[Extracted records]:
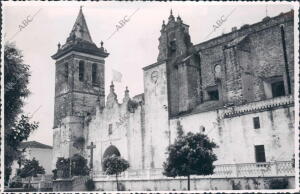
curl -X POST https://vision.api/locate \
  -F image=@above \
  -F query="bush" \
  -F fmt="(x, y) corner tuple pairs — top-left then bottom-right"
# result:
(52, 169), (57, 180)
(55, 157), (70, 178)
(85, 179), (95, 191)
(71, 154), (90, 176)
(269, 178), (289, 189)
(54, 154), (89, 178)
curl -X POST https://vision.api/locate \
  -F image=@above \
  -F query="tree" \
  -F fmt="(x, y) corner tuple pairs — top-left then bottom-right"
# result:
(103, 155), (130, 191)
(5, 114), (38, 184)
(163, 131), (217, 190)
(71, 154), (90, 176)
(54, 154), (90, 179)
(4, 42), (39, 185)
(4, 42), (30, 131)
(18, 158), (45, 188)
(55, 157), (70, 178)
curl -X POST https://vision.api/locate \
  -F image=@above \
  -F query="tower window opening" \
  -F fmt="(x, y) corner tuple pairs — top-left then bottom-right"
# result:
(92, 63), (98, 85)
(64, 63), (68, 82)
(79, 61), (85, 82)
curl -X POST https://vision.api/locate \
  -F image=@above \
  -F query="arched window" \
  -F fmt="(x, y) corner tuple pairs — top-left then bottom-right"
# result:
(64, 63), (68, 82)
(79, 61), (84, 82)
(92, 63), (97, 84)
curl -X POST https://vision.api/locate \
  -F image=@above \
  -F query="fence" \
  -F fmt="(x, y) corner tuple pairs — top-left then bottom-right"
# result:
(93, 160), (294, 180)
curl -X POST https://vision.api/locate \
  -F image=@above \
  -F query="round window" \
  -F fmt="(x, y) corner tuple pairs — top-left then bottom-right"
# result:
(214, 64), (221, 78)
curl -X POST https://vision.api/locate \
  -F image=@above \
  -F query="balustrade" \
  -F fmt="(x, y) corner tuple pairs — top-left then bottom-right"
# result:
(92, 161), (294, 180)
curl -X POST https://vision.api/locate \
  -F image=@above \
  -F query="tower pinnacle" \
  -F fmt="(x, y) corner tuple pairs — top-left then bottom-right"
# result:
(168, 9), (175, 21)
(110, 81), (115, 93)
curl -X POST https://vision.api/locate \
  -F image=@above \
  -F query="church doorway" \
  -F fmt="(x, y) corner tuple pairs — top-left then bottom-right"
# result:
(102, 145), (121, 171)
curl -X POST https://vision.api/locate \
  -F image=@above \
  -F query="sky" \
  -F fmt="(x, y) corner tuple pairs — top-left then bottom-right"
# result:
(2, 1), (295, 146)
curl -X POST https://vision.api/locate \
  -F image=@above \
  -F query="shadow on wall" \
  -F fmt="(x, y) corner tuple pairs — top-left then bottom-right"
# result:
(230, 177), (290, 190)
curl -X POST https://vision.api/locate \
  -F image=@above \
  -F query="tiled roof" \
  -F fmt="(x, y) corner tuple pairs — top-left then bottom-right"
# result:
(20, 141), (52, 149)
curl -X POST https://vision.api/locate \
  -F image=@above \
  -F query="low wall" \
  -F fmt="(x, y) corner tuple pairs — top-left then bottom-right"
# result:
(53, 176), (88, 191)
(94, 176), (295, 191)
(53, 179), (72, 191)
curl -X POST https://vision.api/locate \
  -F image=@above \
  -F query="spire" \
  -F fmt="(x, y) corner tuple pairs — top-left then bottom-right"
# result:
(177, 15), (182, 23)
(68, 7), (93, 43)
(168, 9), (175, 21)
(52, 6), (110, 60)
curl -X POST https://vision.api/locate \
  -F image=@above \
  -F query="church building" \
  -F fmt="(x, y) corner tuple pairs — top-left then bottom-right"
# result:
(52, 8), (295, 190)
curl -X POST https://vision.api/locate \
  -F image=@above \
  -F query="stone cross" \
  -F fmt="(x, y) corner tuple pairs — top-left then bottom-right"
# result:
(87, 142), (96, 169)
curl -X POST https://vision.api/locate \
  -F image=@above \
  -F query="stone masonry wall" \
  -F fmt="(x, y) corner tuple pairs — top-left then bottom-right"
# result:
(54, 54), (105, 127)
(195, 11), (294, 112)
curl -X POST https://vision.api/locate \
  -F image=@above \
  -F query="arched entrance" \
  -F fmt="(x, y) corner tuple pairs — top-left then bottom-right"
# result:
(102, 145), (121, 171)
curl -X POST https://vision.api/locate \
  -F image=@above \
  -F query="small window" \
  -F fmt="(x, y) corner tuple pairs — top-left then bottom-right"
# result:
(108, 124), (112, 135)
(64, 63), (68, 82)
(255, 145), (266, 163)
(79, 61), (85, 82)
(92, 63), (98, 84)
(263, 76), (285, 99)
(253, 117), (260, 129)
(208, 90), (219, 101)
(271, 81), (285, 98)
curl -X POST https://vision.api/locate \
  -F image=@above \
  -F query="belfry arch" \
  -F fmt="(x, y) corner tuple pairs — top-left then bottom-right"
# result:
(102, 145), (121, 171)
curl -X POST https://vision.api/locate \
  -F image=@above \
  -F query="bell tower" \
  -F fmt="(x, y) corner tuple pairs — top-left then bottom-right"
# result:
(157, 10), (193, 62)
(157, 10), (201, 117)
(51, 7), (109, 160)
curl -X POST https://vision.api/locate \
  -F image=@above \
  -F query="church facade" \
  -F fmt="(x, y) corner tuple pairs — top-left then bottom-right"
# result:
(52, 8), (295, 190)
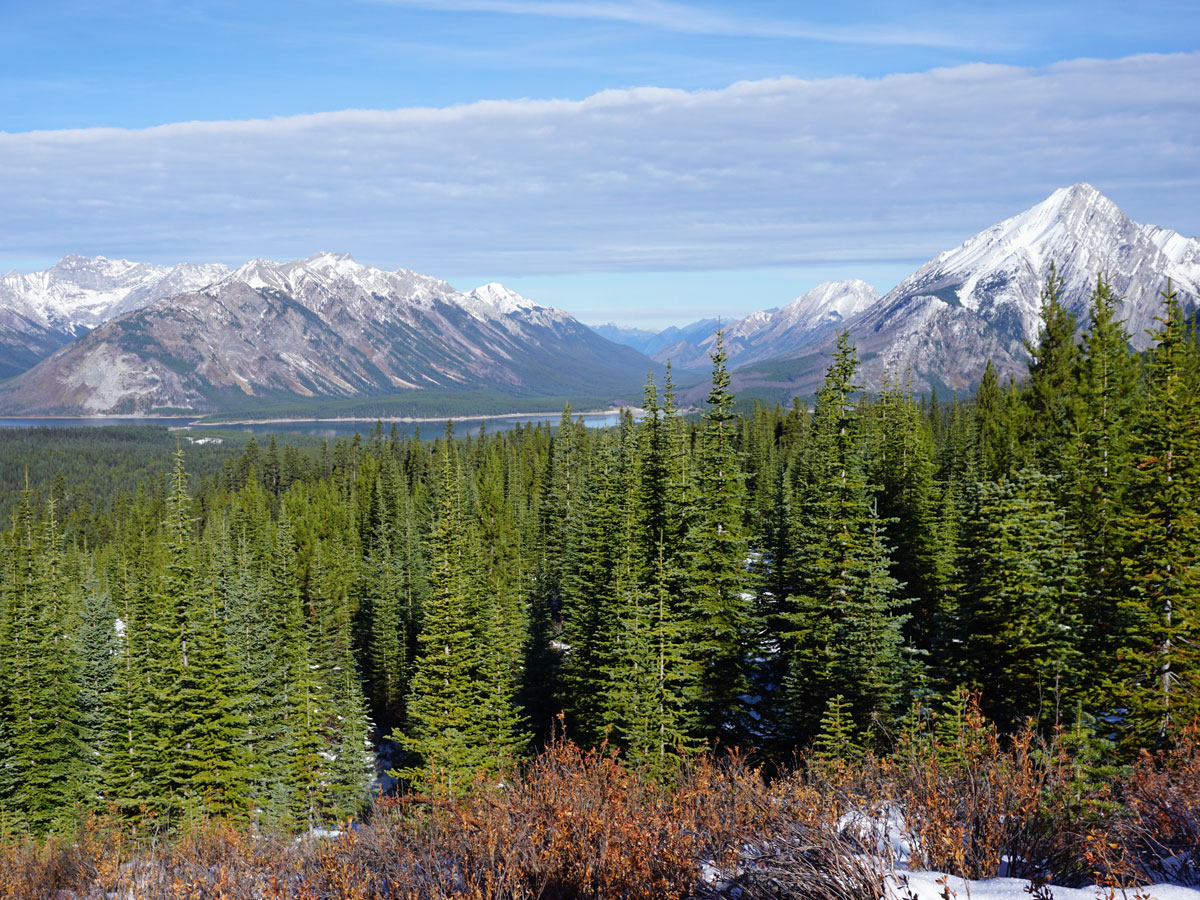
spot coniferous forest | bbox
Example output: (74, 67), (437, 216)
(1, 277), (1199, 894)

[Problem description]: Only the records themselves, retyped exactly, belong in the answer; please leave all images behind.

[Task answer]:
curl -X POST https://vision.api/locate \
  -F image=@above \
  -F query="bush" \
  -F fmt="(x, y) corner tuple pairs — top-left then bottom-right"
# result:
(52, 169), (57, 180)
(55, 157), (70, 178)
(85, 179), (95, 191)
(71, 154), (90, 176)
(269, 178), (289, 189)
(54, 154), (89, 178)
curl -X POST https://vision.api/locate \
  -F image=@above \
  -F query="tree" \
  -F fmt="(x, y) corner tuple pairs — top-left then bottom-right"
# result:
(103, 155), (130, 191)
(5, 114), (38, 184)
(163, 131), (217, 190)
(71, 154), (90, 176)
(54, 154), (90, 179)
(4, 42), (39, 185)
(4, 42), (30, 131)
(18, 158), (45, 188)
(55, 157), (70, 178)
curl -X POST https://vision.api/locate \
  -F image=@above \
  -F query="tower window opening" \
  -F fmt="(x, y) corner tuple pairs — top-left then bottom-right"
# result:
(92, 63), (98, 85)
(64, 63), (68, 82)
(79, 61), (85, 82)
curl -X POST https://vision.api/locate \
  -F image=@above \
  -F query="arched window" \
  -F fmt="(x, y) corner tuple pairs — top-left then bottom-right"
# result:
(64, 63), (68, 82)
(79, 61), (84, 82)
(92, 63), (97, 84)
curl -X POST https://vision.api/locate \
  -F image=@above \
  -F query="fence" \
  -F fmt="(x, y) corner tuple pairs — top-left then bottom-right"
# result:
(93, 160), (294, 180)
curl -X POST https://vision.api/locate \
  -F image=@above \
  -F query="round window" \
  -F fmt="(x, y) corner tuple pairs — top-left then bottom-right"
# result:
(214, 64), (221, 78)
curl -X POST https://vision.api/locate \
  -F image=@above \
  -F query="balustrade" \
  -F fmt="(x, y) corner tuple pairs — top-left then bottom-right"
# result:
(92, 161), (294, 180)
curl -X POST https://vision.api/locate \
  -F image=@above \
  -F query="tower pinnacle" \
  -F fmt="(x, y) corner tuple pairs — top-left then bottom-right"
# result:
(168, 9), (175, 21)
(110, 81), (115, 93)
curl -X POST https://vision.api/locate \
  -F image=@above \
  -F query="church doorway" \
  -F fmt="(x, y) corner tuple pairs — top-left then bottom-right"
# result:
(102, 145), (121, 171)
curl -X POST https://vision.api/locate \
  -F image=@above \
  -F query="sky" \
  -F fmt="(x, y) corner tuple pairs — top-left then bottom-right"
# result:
(2, 1), (295, 146)
curl -X POST https://vision.api/locate \
  -F image=@above \
  -F query="shadow on wall" \
  -F fmt="(x, y) corner tuple pairs — top-left then bottom-right"
# result:
(230, 177), (290, 190)
curl -X POST https://vision.api/locate \
  -F image=@above \
  -F query="tiled roof" \
  -F fmt="(x, y) corner tuple pairs — top-left then bottom-right"
# result:
(20, 141), (52, 149)
curl -X POST https://vision.api/locate \
  -F image=@above \
  -F query="low wall" \
  -F fmt="(x, y) corner tuple pairs — top-left then bottom-right"
# result:
(53, 176), (88, 191)
(94, 176), (295, 191)
(53, 179), (72, 191)
curl -X POST https://vision.api/locate \
  -F image=@above \
  -F query="spire" \
  -F fmt="(x, y) corner tuple pairs — top-left then bottom-right"
# result:
(177, 15), (182, 23)
(68, 7), (93, 43)
(168, 9), (175, 21)
(52, 6), (110, 60)
curl -X POST https://vision.api/locate \
  -F image=@above \
  -F query="church building" \
  -F fmt="(x, y) corner tuple pairs — top-left then bottom-right"
# result:
(52, 8), (295, 190)
curl -X POST https://vision.api/locate \
  -F image=@above \
  -F query="stone cross" \
  -F fmt="(x, y) corner tuple pairs — top-left then bottom-right"
# result:
(87, 142), (96, 169)
curl -X POST https://vision.api/locate \
  -F image=@above \
  -F query="stone masonry wall" \
  -F fmt="(x, y) corner tuple pairs — top-left then bottom-right"
# result:
(54, 54), (105, 127)
(195, 11), (294, 112)
curl -X POST https://vision.api/locate \
  -F image=@above \
  -F query="arched entrance" \
  -F fmt="(x, y) corner tuple pairs — top-left then bottom-right"
# result:
(102, 145), (121, 171)
curl -X POST https://vision.api/locate \
  -F image=@above \
  -F query="small window" \
  -F fmt="(x, y) corner tuple pairs — top-left then bottom-right"
# result:
(108, 124), (112, 135)
(64, 63), (68, 82)
(255, 145), (266, 163)
(79, 61), (85, 82)
(92, 63), (98, 84)
(263, 76), (285, 99)
(253, 117), (260, 129)
(208, 90), (219, 101)
(271, 81), (285, 98)
curl -X POST https://vision.api/locate \
  -F image=@above \
  -F query="belfry arch" \
  -F fmt="(x, y) corner tuple pairs — top-left then bottom-right"
# result:
(102, 145), (121, 171)
curl -X POST https://vision.api/locate \
  -F image=@above \
  -F query="bell tower" \
  -F fmt="(x, y) corner tuple pairs — top-left then bottom-right"
# result:
(157, 10), (193, 62)
(157, 10), (201, 117)
(51, 7), (109, 160)
curl -X POST https://vision.api/locate \
  -F image=@above \
  -F query="church facade" \
  -F fmt="(x, y) corner tuple pairs — top-left then bottom-right"
# result:
(52, 8), (295, 190)
spot coniferous forest | bbox
Example output: (74, 67), (437, 216)
(1, 277), (1199, 894)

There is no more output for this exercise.